What the task requires:
Scan the entries below for the word "hand". Copy out every line in which it occurs.

Provided records:

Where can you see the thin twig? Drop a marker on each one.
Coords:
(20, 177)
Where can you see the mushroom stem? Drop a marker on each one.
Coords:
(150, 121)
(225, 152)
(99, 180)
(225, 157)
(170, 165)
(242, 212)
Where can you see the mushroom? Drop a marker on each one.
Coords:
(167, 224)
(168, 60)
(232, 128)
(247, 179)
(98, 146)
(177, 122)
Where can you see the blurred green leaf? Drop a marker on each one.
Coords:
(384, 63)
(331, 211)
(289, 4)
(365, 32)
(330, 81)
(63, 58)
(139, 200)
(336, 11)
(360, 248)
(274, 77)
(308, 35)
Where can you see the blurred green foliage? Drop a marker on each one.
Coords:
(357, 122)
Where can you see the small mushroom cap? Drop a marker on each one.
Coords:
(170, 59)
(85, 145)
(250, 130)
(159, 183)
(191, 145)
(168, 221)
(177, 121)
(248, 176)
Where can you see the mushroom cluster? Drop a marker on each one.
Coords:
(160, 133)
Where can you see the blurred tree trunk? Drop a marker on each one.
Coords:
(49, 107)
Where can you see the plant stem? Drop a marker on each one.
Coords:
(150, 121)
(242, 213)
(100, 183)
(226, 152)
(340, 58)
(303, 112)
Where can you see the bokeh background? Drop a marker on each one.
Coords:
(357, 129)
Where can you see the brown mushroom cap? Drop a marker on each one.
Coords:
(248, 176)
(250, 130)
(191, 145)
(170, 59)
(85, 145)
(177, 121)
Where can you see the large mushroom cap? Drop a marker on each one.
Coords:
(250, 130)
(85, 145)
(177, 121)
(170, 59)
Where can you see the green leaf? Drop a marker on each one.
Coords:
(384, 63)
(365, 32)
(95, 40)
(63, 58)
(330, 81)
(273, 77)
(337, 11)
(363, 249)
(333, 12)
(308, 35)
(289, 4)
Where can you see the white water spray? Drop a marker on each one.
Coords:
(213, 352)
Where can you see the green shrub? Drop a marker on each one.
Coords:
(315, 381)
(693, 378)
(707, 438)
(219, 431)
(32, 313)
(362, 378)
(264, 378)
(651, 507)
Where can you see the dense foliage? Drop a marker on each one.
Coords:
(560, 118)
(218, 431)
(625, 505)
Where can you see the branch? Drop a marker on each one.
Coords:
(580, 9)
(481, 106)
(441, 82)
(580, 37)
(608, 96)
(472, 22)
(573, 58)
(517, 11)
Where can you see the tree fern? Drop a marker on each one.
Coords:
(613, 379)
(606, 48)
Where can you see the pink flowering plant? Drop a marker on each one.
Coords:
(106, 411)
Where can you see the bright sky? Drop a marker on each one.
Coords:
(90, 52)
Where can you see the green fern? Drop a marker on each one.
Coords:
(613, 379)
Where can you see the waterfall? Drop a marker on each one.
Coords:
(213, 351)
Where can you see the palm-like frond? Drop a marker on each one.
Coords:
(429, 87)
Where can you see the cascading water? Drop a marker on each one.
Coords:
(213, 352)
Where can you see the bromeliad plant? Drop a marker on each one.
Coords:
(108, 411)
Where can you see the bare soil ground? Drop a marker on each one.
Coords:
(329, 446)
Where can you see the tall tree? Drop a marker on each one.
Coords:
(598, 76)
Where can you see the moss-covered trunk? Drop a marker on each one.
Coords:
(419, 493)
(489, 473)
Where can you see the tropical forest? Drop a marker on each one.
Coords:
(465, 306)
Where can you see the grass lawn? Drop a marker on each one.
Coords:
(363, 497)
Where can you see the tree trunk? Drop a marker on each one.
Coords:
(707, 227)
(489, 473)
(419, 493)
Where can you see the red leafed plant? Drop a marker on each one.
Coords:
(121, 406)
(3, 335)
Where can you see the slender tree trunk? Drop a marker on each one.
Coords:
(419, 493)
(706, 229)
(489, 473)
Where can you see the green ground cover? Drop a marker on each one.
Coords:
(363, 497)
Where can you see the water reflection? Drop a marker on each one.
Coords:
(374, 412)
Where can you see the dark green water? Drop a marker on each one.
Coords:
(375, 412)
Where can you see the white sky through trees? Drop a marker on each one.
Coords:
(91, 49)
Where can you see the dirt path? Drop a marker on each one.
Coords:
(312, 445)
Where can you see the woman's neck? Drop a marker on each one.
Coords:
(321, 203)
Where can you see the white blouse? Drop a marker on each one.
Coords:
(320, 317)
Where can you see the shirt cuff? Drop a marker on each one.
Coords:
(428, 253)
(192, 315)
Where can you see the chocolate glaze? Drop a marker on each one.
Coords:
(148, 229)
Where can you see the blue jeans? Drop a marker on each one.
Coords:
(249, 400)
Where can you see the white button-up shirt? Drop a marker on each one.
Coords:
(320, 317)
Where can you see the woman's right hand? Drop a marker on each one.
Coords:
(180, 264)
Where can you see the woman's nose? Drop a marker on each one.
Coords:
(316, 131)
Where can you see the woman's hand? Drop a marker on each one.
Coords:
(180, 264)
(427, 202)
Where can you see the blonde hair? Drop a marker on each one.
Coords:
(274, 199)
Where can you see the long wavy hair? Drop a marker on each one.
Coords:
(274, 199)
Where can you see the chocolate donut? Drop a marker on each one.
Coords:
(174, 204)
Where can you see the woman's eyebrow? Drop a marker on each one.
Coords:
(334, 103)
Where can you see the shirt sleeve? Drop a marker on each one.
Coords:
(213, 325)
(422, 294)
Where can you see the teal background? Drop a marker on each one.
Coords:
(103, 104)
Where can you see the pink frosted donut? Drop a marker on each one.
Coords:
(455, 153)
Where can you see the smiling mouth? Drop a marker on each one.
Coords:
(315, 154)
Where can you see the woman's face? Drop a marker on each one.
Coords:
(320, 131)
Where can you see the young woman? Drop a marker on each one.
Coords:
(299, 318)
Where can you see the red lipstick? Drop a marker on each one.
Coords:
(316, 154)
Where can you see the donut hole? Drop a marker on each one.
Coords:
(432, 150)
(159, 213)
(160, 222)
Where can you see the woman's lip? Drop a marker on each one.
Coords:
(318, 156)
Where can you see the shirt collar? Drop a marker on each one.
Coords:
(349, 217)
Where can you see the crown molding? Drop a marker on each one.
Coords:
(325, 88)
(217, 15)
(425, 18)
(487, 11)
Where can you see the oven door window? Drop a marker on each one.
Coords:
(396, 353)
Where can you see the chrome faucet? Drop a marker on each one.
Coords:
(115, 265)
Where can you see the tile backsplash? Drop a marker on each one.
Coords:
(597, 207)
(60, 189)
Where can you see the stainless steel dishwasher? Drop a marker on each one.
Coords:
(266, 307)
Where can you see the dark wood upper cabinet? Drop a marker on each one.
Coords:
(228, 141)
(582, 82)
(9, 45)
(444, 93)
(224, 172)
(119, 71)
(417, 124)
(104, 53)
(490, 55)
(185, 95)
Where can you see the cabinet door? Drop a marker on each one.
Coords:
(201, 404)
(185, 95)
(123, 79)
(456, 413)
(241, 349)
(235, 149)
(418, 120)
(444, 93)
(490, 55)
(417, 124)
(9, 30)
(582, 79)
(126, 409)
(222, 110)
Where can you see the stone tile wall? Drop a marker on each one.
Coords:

Exercise answer:
Where can you see the woman's right hand? Drop a marker on each one.
Where can you see the woman's hand? Drop a marker on each one.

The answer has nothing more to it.